=== PROBLEM STATEMENT ===
Please repeat, from the entries that follow, the lines from the one containing "Target: red rock cliff" through the one containing "indicate the zion" exactly, adding nothing.

=== MATERIAL FOR THIS EXERCISE ===

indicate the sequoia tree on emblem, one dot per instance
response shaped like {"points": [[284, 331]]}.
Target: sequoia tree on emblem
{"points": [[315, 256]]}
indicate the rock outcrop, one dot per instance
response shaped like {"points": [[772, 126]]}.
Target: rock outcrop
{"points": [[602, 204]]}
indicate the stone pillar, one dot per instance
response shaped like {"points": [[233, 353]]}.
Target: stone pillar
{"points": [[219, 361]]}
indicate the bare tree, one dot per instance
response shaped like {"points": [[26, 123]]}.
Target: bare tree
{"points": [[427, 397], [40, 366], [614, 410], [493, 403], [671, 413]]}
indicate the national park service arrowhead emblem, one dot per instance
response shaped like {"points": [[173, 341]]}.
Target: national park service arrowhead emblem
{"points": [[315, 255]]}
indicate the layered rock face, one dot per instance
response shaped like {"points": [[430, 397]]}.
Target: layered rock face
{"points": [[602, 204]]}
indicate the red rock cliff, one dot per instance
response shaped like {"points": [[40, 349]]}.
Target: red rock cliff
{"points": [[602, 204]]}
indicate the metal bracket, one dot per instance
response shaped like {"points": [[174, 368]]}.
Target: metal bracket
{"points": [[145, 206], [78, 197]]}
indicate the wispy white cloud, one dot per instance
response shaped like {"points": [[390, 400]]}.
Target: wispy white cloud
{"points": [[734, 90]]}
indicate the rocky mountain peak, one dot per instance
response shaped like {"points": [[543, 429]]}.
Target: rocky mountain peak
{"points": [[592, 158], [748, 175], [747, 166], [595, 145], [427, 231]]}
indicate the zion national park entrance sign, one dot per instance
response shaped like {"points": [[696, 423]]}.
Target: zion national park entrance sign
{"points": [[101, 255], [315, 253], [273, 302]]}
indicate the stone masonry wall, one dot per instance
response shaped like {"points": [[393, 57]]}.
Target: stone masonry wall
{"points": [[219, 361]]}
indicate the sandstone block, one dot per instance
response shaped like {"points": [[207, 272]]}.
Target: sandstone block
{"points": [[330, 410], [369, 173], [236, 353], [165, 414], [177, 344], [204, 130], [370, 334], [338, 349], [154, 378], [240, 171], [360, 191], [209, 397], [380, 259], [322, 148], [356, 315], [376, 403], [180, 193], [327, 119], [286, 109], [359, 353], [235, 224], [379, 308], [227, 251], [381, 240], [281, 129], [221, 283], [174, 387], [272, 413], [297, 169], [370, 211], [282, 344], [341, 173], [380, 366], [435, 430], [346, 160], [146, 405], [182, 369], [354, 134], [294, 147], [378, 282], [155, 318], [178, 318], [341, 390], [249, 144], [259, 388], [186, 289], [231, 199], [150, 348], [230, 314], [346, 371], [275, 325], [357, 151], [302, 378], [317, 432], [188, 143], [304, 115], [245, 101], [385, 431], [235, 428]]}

=== RESULT OF THE EXERCISE ===
Target: red rock cliff
{"points": [[602, 204]]}
indicate the metal bracket, one dot per instance
response shaped like {"points": [[174, 368]]}.
Target: metal bracket
{"points": [[145, 206], [78, 197]]}
indicate the wispy white cloud, one dot per instance
response shaped like {"points": [[390, 400]]}.
Target: wispy white cloud
{"points": [[734, 90]]}
indicate the rocky mountain peak, one dot per instance
response shaped like {"points": [[543, 429]]}.
Target: rocky mountain peak
{"points": [[592, 158], [748, 175], [747, 166], [595, 145], [427, 231]]}
indicate the zion national park entrance sign, one dot per instance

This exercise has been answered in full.